-- Information follows --
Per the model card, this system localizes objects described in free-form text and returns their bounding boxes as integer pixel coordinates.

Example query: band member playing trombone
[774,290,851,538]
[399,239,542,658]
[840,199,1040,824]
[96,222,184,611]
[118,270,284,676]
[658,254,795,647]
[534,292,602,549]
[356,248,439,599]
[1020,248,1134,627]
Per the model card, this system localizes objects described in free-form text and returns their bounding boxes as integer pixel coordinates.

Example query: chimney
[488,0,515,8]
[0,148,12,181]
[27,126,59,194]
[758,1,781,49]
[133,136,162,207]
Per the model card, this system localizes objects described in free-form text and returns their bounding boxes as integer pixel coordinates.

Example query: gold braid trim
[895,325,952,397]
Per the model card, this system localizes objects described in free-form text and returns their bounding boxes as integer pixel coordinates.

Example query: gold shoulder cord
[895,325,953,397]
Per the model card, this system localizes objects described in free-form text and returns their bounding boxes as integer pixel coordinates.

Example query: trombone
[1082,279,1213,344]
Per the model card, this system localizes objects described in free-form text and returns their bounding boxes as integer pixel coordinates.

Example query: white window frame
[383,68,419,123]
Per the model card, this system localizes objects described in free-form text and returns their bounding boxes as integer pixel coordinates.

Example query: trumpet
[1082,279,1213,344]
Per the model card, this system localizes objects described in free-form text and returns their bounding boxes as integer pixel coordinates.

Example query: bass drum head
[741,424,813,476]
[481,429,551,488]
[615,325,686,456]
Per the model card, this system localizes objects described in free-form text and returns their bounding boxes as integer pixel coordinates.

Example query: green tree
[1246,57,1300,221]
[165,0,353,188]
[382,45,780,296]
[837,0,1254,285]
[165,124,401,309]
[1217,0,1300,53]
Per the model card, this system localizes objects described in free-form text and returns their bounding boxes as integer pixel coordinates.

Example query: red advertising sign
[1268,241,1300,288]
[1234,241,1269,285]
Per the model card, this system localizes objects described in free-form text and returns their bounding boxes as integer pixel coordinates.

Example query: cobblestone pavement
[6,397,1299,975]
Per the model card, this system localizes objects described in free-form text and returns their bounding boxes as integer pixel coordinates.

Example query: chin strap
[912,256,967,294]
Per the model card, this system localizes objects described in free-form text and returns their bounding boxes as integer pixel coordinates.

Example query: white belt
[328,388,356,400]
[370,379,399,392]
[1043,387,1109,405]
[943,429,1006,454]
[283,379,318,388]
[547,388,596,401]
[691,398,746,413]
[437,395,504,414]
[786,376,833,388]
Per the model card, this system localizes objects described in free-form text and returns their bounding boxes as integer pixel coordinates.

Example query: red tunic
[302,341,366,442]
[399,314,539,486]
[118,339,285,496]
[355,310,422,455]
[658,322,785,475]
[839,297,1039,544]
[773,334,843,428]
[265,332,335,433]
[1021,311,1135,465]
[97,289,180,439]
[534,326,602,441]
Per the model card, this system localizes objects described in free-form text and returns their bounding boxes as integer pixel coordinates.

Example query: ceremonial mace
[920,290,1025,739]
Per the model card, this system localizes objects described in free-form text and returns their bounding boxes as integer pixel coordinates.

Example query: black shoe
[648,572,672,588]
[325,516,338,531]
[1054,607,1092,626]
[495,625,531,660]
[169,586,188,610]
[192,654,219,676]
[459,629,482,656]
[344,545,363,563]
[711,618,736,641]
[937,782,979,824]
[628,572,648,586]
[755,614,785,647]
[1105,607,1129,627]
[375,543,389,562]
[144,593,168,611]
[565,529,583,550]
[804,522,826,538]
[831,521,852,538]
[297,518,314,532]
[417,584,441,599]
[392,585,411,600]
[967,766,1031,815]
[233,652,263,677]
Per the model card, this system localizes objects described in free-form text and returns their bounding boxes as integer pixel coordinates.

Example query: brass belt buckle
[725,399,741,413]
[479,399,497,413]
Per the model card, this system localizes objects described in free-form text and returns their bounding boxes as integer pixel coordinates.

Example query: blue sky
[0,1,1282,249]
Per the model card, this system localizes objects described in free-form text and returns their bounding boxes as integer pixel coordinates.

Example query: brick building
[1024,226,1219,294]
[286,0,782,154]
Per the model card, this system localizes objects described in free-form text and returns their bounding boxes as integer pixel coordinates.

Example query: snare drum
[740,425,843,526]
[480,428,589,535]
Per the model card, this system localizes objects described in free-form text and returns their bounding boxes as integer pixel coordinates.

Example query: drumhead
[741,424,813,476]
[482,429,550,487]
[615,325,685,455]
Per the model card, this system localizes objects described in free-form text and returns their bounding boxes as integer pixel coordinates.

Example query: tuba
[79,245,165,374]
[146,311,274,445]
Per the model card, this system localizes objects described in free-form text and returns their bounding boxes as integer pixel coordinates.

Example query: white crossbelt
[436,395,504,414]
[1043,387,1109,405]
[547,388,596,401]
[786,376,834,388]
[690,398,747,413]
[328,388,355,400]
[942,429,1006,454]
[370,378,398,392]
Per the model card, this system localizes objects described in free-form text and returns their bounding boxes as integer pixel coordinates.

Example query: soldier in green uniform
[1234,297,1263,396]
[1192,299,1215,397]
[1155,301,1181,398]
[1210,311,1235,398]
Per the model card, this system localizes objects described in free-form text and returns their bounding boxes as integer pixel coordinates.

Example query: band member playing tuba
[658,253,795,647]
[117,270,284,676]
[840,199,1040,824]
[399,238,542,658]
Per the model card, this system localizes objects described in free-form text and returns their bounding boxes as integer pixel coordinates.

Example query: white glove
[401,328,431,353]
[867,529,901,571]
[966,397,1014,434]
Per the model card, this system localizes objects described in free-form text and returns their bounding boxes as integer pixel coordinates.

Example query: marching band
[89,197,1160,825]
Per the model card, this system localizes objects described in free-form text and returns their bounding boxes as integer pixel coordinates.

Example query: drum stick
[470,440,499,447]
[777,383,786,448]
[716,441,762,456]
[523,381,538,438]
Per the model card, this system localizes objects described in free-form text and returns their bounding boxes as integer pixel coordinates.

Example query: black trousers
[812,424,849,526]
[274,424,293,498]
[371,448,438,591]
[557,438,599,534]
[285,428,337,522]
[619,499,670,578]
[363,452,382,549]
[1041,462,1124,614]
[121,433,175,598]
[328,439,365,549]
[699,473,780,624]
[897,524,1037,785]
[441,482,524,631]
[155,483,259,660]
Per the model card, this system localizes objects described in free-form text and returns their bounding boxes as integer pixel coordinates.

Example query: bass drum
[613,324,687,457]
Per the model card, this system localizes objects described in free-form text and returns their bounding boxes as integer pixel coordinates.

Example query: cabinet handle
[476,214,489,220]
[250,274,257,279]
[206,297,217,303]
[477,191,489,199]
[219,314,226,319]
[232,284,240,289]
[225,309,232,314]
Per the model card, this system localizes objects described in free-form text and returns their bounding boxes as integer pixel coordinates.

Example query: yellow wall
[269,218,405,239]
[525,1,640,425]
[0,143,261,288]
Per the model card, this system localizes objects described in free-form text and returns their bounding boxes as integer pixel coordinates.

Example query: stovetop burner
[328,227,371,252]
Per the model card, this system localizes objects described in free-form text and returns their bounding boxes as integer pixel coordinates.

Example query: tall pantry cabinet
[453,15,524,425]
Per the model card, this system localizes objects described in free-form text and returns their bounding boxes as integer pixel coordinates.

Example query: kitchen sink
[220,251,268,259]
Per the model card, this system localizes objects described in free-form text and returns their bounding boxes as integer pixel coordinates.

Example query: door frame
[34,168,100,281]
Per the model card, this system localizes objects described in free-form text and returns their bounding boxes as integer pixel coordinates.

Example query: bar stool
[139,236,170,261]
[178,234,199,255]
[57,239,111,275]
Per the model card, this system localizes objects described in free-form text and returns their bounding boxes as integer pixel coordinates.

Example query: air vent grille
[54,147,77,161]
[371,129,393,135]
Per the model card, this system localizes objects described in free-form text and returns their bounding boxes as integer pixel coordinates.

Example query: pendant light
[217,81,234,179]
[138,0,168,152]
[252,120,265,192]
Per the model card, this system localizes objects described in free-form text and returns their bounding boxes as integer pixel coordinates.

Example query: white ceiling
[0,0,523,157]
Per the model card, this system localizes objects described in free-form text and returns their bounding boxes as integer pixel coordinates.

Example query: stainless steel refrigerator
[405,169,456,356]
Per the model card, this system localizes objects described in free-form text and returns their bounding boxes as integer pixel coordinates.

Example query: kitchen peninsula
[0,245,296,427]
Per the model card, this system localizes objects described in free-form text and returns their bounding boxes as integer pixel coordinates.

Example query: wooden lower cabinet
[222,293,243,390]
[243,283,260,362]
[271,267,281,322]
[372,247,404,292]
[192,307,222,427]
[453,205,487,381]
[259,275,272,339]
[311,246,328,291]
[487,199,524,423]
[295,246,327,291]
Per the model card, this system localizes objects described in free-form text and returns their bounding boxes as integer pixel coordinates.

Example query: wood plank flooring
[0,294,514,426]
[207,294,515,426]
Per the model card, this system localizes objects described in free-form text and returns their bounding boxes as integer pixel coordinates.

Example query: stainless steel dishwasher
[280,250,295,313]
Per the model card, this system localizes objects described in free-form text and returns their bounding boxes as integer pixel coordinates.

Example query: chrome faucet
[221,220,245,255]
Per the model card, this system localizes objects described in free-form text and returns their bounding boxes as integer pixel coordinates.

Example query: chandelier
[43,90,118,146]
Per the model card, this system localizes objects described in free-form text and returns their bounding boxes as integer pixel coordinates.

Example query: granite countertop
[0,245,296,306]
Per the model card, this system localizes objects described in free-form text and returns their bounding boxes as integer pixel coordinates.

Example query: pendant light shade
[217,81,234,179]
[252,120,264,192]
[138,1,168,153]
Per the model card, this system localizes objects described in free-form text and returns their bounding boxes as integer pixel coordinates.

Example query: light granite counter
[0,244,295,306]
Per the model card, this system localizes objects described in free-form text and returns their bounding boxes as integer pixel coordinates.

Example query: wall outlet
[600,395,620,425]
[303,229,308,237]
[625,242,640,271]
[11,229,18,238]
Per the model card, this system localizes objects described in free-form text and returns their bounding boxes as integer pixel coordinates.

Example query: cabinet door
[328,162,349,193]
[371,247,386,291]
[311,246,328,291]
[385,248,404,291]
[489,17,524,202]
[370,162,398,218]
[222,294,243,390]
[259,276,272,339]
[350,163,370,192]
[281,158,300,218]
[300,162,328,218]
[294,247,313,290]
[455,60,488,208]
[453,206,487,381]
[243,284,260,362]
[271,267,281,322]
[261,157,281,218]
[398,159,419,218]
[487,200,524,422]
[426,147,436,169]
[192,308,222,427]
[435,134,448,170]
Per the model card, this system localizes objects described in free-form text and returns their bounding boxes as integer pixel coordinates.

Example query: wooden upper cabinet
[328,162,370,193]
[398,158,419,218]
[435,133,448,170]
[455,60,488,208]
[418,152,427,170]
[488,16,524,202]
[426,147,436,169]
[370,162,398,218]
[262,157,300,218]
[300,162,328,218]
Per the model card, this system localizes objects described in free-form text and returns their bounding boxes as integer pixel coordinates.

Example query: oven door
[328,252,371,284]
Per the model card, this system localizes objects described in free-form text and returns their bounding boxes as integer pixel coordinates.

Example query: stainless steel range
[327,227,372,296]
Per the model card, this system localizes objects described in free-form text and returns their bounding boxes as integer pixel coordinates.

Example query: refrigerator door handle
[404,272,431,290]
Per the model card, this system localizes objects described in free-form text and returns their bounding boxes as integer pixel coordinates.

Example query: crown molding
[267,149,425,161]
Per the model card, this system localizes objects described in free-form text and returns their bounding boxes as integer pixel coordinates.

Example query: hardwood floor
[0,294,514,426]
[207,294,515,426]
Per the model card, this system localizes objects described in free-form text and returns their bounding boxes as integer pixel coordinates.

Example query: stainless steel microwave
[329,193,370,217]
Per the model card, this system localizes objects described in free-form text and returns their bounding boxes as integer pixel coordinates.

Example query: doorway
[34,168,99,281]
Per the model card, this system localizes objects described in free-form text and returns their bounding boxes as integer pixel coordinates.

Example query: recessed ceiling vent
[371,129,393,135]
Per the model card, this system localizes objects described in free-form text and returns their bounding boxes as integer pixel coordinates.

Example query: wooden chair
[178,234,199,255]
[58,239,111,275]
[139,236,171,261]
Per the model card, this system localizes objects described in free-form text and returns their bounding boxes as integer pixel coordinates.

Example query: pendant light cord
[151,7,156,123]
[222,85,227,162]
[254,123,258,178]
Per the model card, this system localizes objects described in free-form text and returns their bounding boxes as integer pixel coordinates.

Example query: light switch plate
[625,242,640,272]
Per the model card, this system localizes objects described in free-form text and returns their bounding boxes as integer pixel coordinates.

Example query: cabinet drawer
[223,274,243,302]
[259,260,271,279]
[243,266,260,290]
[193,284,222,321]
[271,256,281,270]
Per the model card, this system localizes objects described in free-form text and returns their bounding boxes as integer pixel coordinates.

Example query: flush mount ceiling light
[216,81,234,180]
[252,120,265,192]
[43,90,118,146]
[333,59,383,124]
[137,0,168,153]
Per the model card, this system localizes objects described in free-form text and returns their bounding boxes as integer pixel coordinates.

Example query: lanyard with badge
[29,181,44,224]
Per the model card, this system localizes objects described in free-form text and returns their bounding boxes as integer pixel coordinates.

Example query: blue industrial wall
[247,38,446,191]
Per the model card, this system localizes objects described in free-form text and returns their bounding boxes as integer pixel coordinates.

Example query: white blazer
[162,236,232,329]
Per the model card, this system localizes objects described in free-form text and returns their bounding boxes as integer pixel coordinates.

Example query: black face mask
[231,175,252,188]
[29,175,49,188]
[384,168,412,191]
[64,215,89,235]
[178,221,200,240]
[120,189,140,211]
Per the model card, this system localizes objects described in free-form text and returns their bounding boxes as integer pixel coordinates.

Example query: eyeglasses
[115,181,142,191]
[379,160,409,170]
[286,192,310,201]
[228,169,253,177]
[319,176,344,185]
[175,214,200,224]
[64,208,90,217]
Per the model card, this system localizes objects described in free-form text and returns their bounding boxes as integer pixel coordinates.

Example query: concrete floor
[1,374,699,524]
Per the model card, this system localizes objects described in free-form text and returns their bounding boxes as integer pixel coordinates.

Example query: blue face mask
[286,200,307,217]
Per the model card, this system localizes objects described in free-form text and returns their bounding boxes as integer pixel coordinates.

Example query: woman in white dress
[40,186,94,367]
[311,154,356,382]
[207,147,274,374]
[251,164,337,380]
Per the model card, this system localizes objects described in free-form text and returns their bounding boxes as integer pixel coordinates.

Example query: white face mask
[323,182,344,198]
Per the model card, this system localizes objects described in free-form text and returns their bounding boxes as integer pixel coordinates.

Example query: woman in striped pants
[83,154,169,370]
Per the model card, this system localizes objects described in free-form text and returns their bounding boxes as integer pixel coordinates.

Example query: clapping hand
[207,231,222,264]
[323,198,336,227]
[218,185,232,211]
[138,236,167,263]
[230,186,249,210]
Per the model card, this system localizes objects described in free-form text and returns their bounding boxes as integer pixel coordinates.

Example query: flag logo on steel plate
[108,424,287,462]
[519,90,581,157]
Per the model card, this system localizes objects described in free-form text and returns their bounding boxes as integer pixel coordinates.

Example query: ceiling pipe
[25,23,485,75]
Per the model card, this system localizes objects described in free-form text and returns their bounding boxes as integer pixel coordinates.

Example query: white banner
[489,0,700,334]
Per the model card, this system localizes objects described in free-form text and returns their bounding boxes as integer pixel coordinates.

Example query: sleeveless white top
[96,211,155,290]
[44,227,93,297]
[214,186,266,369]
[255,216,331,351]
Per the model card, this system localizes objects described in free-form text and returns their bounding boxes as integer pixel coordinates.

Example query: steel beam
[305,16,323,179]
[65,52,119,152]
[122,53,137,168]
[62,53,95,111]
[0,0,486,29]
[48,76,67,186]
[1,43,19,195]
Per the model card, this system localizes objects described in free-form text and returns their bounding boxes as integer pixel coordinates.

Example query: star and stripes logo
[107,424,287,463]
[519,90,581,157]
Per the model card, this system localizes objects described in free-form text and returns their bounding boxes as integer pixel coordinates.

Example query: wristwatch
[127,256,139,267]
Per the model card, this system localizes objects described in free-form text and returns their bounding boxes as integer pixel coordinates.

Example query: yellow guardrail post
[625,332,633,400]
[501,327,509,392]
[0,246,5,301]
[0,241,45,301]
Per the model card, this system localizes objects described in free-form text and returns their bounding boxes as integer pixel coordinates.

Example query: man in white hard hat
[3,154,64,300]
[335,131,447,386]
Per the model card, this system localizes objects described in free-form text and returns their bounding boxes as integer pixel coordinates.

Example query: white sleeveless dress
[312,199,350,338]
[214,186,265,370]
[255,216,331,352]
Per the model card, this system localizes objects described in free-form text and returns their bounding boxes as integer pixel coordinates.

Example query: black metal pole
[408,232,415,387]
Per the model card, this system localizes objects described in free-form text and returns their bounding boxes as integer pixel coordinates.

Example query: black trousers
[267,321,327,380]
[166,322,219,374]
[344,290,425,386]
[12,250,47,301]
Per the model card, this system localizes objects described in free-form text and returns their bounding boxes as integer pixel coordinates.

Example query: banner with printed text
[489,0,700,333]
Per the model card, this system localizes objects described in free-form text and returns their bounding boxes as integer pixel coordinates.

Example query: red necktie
-- Information concluded --
▶ Exercise: Write down only the closing run of lines: the one containing "Example query: star and stripes logo" and every line after it to the end of the entries, exactly.

▶ Result of this exercise:
Example query: star and stripes logo
[107,424,287,463]
[519,90,581,157]
Per the model card, this system localizes objects described in free-form text and returns their bounding boxes as integer pixel coordinates.

Example query: wristwatch
[127,256,139,267]
Per the model card, this system localizes objects described in free-form text and returns their bounding boxes as integer pixel coordinates.

Example query: yellow guardrail post
[625,332,633,400]
[501,327,509,392]
[0,246,5,301]
[0,241,45,301]
Per the model card, this system localizes objects described in free-form text and returns their bounding boxes as integer pixel coordinates.

Example query: man in white hard hat
[3,154,64,300]
[335,131,447,386]
Per the model card, this system localizes objects described in free-form text and returns their bounding boxes as integer pixel coordinates.

Example query: white sleeveless dress
[312,199,350,338]
[214,186,265,370]
[255,216,331,352]
Per the model card, this system localizes objects described in free-form text and returns their bounding boxes as integer pixel coordinates.

Example query: black metal pole
[408,232,415,387]
Per the model card, this system localizes objects described in free-form text and returns their bounding boxes as integer pixel coordinates.

Example query: black trousers
[267,321,327,380]
[166,322,219,374]
[344,290,425,386]
[12,250,47,301]
Per the model card, this system localizes objects described in free-form text and returns their bounding boxes as integer pixel coordinates.

Example query: banner with printed text
[489,0,700,333]
Per the model card, this system localizes objects described in free-form text and returns their bounding boxes as integer pixel coordinates.

Example query: red necktie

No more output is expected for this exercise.